-------- DOCUMENT SEGMENT --------

For a movie about going to the moon, First Man sure is grounded. That’s a good thing though, mostly, as the film provides a layered and at times painful look at what that legendary trip cost not just America but also astronaut Neil Armstrong. However, First Man is not a hugely patriotic roller coaster like Apollo 13. Director Damien Chazelle has taken one of humankind’s greatest adventures and turned it into an intimate character portrait. It’s engaging and emotional, but just the slightest bit underwhelming.
First Man, written by Josh Singer from a book by James R. Hansen, is the story of Neil Armstrong (played by Ryan Gosling) who, as we all know, is the first person to ever walk on the Moon. The film starts long before that, though, with Armstrong as an up-and-coming pilot and engineer with a flair for danger who rises through the ranks to become an astronaut. From there, the film spends most of its time going step-by-step through the various obstacles NASA had to overcome before the moon landing—the money it cost, the political posturing it took and, most devastatingly, the lives that were lost. Most of us never think about those things when it comes to the Apollo 11 mission, we just think about the ending. But First Man is all about that journey.
Much of this is seen through the eyes of Neil’s wife, Janet Armstrong, played by The Crown’s Claire Foy. She is given most of the heavy lifting performance-wise, showing a full range of emotions which contrasts with Gosling’s stoic take on Neil, as the couple deal with professional failures, an overly eager press, and the deaths of many people close to them. Their vastly different reactions to hardship add yet another layer of drama to the film, because it causes tension in their marriage.

-------- LISTING --------

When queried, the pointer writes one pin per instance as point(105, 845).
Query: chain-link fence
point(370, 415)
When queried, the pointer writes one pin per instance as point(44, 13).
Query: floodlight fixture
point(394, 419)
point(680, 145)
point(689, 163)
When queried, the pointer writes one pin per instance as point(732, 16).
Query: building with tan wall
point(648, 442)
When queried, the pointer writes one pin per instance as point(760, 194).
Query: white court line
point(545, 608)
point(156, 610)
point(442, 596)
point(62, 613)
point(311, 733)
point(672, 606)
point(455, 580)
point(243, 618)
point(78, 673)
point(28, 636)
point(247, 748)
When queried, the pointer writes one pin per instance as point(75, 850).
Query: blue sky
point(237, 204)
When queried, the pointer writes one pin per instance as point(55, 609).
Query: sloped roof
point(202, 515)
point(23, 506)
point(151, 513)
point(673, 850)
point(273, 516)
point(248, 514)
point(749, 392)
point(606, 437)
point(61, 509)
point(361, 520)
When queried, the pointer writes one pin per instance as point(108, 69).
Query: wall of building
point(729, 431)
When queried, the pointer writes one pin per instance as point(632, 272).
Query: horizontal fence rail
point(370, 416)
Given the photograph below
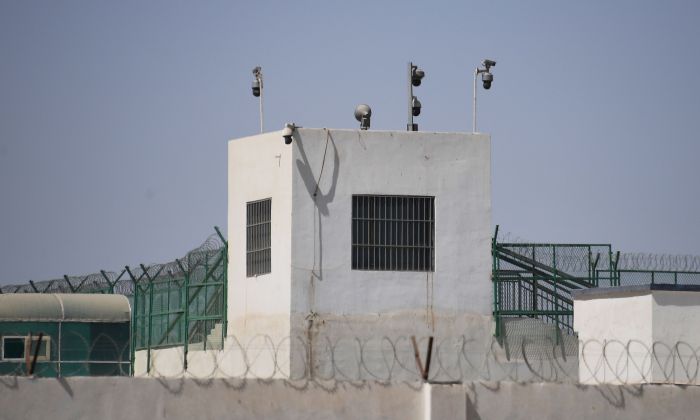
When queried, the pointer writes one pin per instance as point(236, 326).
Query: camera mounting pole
point(415, 75)
point(258, 91)
point(476, 73)
point(410, 126)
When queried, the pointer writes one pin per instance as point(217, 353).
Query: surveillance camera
point(487, 78)
point(288, 132)
point(415, 106)
point(256, 88)
point(416, 75)
point(257, 81)
point(362, 114)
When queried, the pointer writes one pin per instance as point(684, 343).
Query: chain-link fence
point(536, 280)
point(51, 349)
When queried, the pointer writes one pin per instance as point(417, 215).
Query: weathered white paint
point(174, 399)
point(637, 335)
point(259, 167)
point(312, 290)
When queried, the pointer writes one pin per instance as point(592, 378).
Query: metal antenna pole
point(262, 92)
point(261, 112)
point(476, 73)
point(409, 126)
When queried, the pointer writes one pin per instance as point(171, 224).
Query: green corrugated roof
point(76, 307)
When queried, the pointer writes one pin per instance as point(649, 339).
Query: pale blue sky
point(114, 116)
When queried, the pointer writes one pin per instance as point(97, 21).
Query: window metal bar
point(391, 232)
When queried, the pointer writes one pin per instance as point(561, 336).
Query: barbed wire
point(389, 360)
point(120, 282)
point(658, 262)
point(453, 359)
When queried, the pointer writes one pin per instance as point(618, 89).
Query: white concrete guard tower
point(350, 233)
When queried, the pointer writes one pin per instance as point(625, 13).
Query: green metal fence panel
point(535, 280)
point(72, 349)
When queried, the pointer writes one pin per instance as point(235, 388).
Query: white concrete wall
point(312, 291)
point(453, 167)
point(259, 167)
point(675, 320)
point(638, 336)
point(130, 398)
point(605, 328)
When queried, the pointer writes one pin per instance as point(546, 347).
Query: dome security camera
point(417, 75)
point(362, 114)
point(288, 132)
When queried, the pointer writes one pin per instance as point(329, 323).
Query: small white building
point(638, 334)
point(351, 233)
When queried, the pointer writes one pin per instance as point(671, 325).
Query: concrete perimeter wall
point(133, 399)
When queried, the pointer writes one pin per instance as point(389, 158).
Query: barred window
point(258, 237)
point(393, 233)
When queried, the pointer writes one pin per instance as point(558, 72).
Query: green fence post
point(150, 323)
point(186, 312)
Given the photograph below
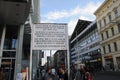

--------

_STATED EXERCISE_. Reproduce the passage from the review of First Man starting at "Much of this" and ending at "in their marriage.".

_EXERCISE RESPONSE_.
Much of this is seen through the eyes of Neil’s wife, Janet Armstrong, played by The Crown’s Claire Foy. She is given most of the heavy lifting performance-wise, showing a full range of emotions which contrasts with Gosling’s stoic take on Neil, as the couple deal with professional failures, an overly eager press, and the deaths of many people close to them. Their vastly different reactions to hardship add yet another layer of drama to the film, because it causes tension in their marriage.